▶ Soal untuk Dikerjakan
1 - Tampilkan tanpa perubahan bagian kisah Salman Al Farisi yang dimulai pada "Ada banyak kisah" dan berakhir pada "Rasulullah yang spesial.".
2 - Rangkumlah kisah Salman Al Farisi dalam dua kalimat.
3 - Teruskan kisah cinta Salman Al Farisi mulai dari kalimat terakhir yang ditampilkan.

▶ Kutipan untuk Dibaca

+===+

Ada banyak kisah cinta
dua umat manusia yang melegenda di dunia ini, mulai dari kisah cinta roman ala
Shakespeare, hingga kisah cinta Islami Ali bin Abi Thalib dengan Fatimah Az
Zahra yang indah. Namun pada kesempatan kali ini, kita akan mengintip bagaimana
kisah cinta Salman Al Farisi Radhiallahu’anhu yang akan menginspirasimu.
Salman Al Farisi
Radhiallahu’anhu adalah seorang pemuda Persia. Salman Al Farisi tak lain adalah
mantan budak di Isfahan, salah satu daerah di Persia. Salman Al
Farisi Radhiallahu’anhu adalah sahabat Rasulullah yang spesial.
Ia terkenal dengan kecerdikannya dalam mengusulkan penggalian parit di
sekeliling kota Madinah pada saat kaum kafir Quraisy Mekkah bersama pasukan
sekutunya menyerbu Rasulullah dan juga kaum muslimin dalam perang
Khandaq. Ada sekitar dua puluh empat ribu pasukan musuh dibuat kalah,
karena parit yang diusulkan Salman Al Farisi dan tentu saja karena pertolongan
Allah yang mendatangkan angin topan. Musuh agama Allah itu pulang dengan tangan
hampa dan hati kecewa karena kalah perang. Sejak itu nama Salman
Al-Farisi Radhiallahu’anhu makin bersinar di kalangan para sahabat.
Sedangkan untuk kisah
cintanya, Salman Al Farisi merasakan jatuh cinta ketika
Rasulullah dan kaum muslimin hijrah menuju kota Madinah. Maka di kota inilah Salman
Al Farisi Radhiallahu’anhu berniat untuk menggenapkan separuh
agamanya dengan menikah. Saat itu diam-diam Salman Al Farisi menaruh
perasaan cinta kepada seorang wanita muslimah Madinah nan sholihah yang disebut
kalangan Anshar. Maka dia pun memantapkan niatnya untuk melamar wanita pujaan
hatinya.

+===+

▶ Data yang Diberikan
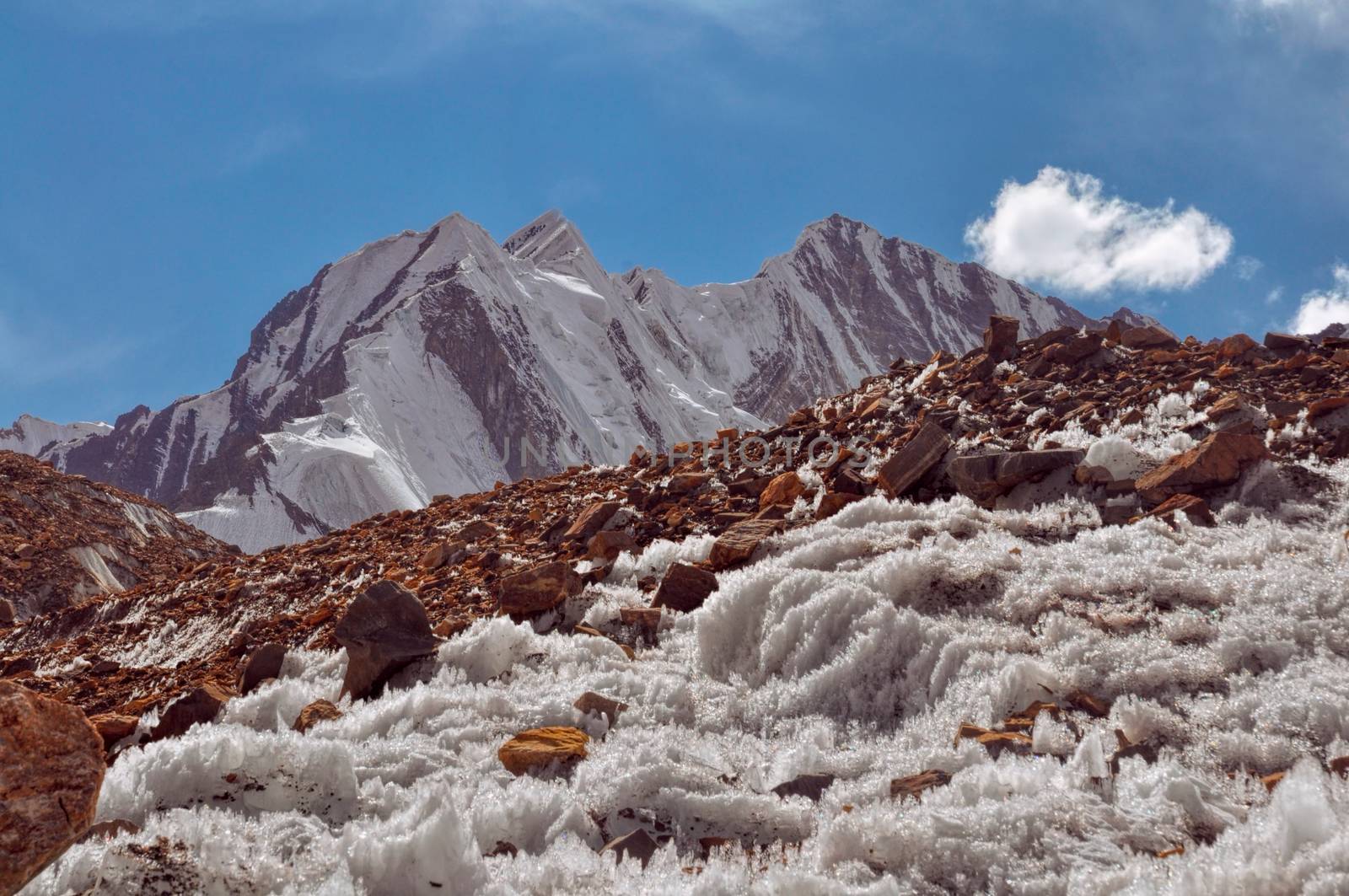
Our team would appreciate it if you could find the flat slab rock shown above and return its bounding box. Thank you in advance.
[0,681,106,893]
[947,448,1086,503]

+===+

▶ Kunci Jawaban
1 -
Ada banyak kisah cinta
dua umat manusia yang melegenda di dunia ini, mulai dari kisah cinta roman ala
Shakespeare, hingga kisah cinta Islami Ali bin Abi Thalib dengan Fatimah Az
Zahra yang indah. Namun pada kesempatan kali ini, kita akan mengintip bagaimana
kisah cinta Salman Al Farisi Radhiallahu’anhu yang akan menginspirasimu.
Salman Al Farisi
Radhiallahu’anhu adalah seorang pemuda Persia. Salman Al Farisi tak lain adalah
mantan budak di Isfahan, salah satu daerah di Persia. Salman Al
Farisi Radhiallahu’anhu adalah sahabat Rasulullah yang spesial.

2 - Salman Al Farisi Radhiallahu’anhu adalah pemuda Persia dan mantan budak di Isfahan yang terkenal karena mengusulkan penggalian parit di sekeliling kota Madinah, sehingga pasukan musuh dalam perang Khandaq dapat dikalahkan. Ketika Rasulullah dan kaum muslimin hijrah ke Madinah, ia diam-diam jatuh cinta kepada seorang wanita muslimah Madinah yang sholihah dan memantapkan niat untuk melamarnya.

3 -
Namun sayangnya ada
sesuatu yang mengganjal di hati Salman Al Farisi ketika hendak
melamar. Salman Al Farisi merasa asing, karena dia adalah penduduk baru dan
jelas belum mengetahui bagaimana adat melamar wanita di kalangan masyarakat
Madinah dan bagaimana dengan tradisi Anshar saat mengkhitbah wanita.
Demikianlah hal yang dipikirkan Salman Al Farisi, dia tak tahu mengenai budaya
yang diterapkan di kota yang baru ini dan jelas tak bisa sembarangan tiba-tiba
datang mengkhitbah wanita tanpa persiapan matang.
Hingga akhirnya Salman
Al Farisi mendatangi seorang sahabatnya yang merupakan penduduk asli Madinah,
yaitu Abu Darda. Ia bermaksud meminta bantuan dari sahabatnya, Abu
Darda untuk menemaninya saat mengkhitbah wanita impiannya. Setelah
mendengar cerita sahabatnya tersebut, Abu Darda pun begitu girang. Ia pun
memeluk Salman Al Farisi dan bersedia membantu dan juga mendukung
sahabatnya itu. Tak ada perasaan ragu bahkan menolak dalam diri seorang Abu
Darda. Dan inilah kesempatan Abu Darda untuk membantu saudara seimannya.
Setelah sebuah
persahabatan yang indah itu menolong Salman Alfarisi, maka beberapa hari
kemudian ia mempersiapkan segala sesuatunya, Salman Al Farisi pun
mendatangi rumah sang gadis dengan ditemani sahabatnya itu. Keduanya merasa
begitu gembira selama perjalanan. Setiba di rumah wanita sholihah tersebut,
keduanya pun diterima dengan baik oleh sang tuan rumah, yang tak lain adalah
orang tua wanita Anshar yang dicintai oleh Salman Al Farisi.
Abu Darda pun
memperkenalkan dirinya dan memperkenalkan Salman Al Farisi, ia pun menceritakan
mengenai Salman Al Farisi yang berasal dari Persia dan kini telah berhijrah ke
Madinah. Abu Darda juga menceritakan mengenai kedekatan Salman Al Farisi yang
tak lain adalah sahabat Rasulullah. Dan terakhir adalah maksudnya untuk
mewakili sahabatnya itu untuk melamar.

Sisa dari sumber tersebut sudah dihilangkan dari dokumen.